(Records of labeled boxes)
————
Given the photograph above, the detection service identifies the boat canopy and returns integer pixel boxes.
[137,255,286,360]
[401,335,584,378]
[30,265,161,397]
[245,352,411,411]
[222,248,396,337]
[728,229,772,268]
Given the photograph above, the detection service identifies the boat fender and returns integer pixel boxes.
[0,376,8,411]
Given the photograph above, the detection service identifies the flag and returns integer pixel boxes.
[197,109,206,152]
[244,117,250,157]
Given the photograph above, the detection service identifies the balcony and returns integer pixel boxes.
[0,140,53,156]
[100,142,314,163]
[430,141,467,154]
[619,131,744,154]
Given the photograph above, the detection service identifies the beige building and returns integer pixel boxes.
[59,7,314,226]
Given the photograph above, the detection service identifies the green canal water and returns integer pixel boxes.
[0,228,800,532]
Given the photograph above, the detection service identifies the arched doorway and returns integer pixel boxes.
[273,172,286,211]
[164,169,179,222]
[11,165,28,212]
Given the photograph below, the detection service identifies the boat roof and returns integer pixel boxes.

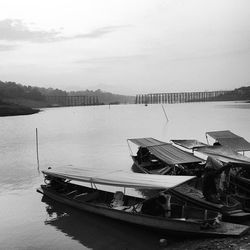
[195,145,250,167]
[128,137,166,148]
[42,166,195,189]
[129,138,203,165]
[206,130,250,152]
[171,139,208,149]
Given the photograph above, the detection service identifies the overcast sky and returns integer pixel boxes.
[0,0,250,94]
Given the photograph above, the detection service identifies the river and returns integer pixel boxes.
[0,102,250,250]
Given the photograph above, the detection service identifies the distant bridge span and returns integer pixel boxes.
[135,90,231,104]
[45,95,100,106]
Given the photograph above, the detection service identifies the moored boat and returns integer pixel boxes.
[38,168,249,236]
[128,138,250,221]
[172,130,250,212]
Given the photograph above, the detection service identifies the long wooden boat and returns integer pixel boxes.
[128,138,250,221]
[38,168,249,236]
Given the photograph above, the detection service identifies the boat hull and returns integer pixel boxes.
[38,186,248,236]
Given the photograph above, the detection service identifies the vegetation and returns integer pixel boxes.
[0,81,250,116]
[0,101,39,116]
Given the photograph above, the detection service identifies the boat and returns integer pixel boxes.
[171,133,250,212]
[128,138,250,222]
[127,137,204,175]
[37,167,249,236]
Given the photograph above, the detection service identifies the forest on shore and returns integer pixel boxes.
[0,81,250,116]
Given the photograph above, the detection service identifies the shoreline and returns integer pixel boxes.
[0,103,40,117]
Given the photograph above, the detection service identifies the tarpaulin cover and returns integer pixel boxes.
[42,166,195,189]
[148,143,202,165]
[128,137,166,147]
[195,146,250,167]
[171,140,208,149]
[206,130,250,152]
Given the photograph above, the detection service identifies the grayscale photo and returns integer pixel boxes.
[0,0,250,250]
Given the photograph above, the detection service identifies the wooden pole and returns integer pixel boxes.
[36,128,40,171]
[161,105,168,122]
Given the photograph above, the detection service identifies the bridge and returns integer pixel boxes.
[135,90,231,104]
[45,95,100,106]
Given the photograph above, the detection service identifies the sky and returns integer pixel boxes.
[0,0,250,95]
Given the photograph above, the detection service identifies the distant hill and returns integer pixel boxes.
[68,89,135,104]
[214,86,250,101]
[0,81,135,108]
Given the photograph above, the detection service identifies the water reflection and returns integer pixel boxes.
[42,196,161,250]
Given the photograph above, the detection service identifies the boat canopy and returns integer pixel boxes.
[171,140,208,149]
[128,138,202,165]
[42,166,195,189]
[206,130,250,152]
[195,145,250,167]
[128,137,166,148]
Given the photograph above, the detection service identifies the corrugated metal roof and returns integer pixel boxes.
[206,130,250,152]
[195,146,250,167]
[128,137,166,147]
[171,140,208,149]
[148,143,202,165]
[206,130,240,140]
[42,166,194,189]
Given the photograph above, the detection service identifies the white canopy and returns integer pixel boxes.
[42,166,195,189]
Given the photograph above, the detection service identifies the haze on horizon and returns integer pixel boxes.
[0,0,250,95]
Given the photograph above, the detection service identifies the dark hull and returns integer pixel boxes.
[38,186,248,236]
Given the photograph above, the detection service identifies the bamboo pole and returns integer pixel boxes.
[36,128,40,172]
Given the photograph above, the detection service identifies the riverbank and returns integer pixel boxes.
[0,103,40,116]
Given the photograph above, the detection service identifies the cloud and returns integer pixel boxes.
[0,44,16,52]
[71,25,129,39]
[0,19,128,43]
[0,19,59,42]
[75,54,148,64]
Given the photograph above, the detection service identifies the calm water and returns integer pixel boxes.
[0,103,250,249]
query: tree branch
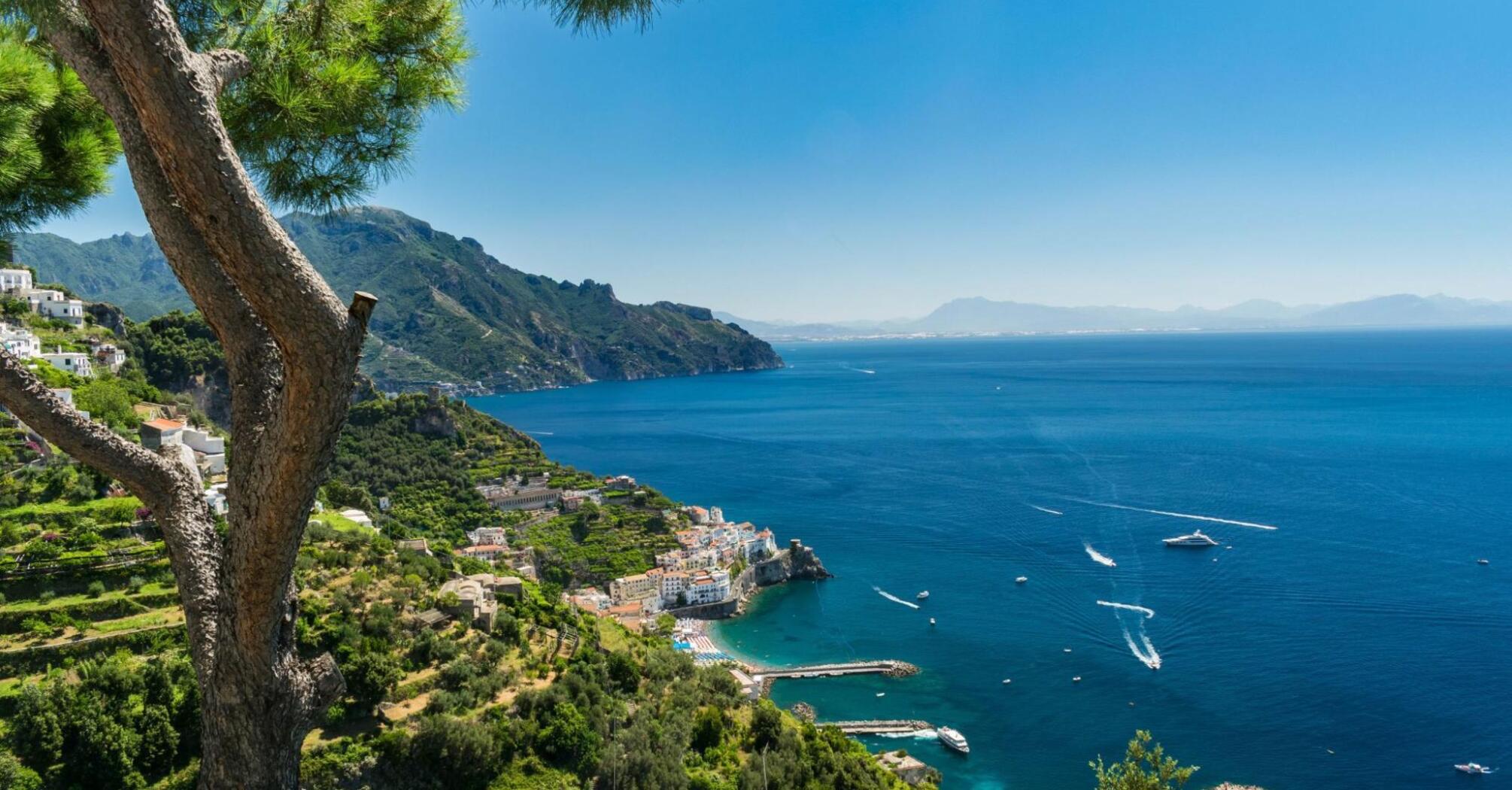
————
Task details:
Identify every line in the records above that contains the word "pole", and copy each of those lines in full.

Task result:
Given the photograph above, the detection service identifies the wooden pole and returns integer pixel boxes.
Given the photograph above, the detection service identifies the bamboo pole and returns integer pixel boxes.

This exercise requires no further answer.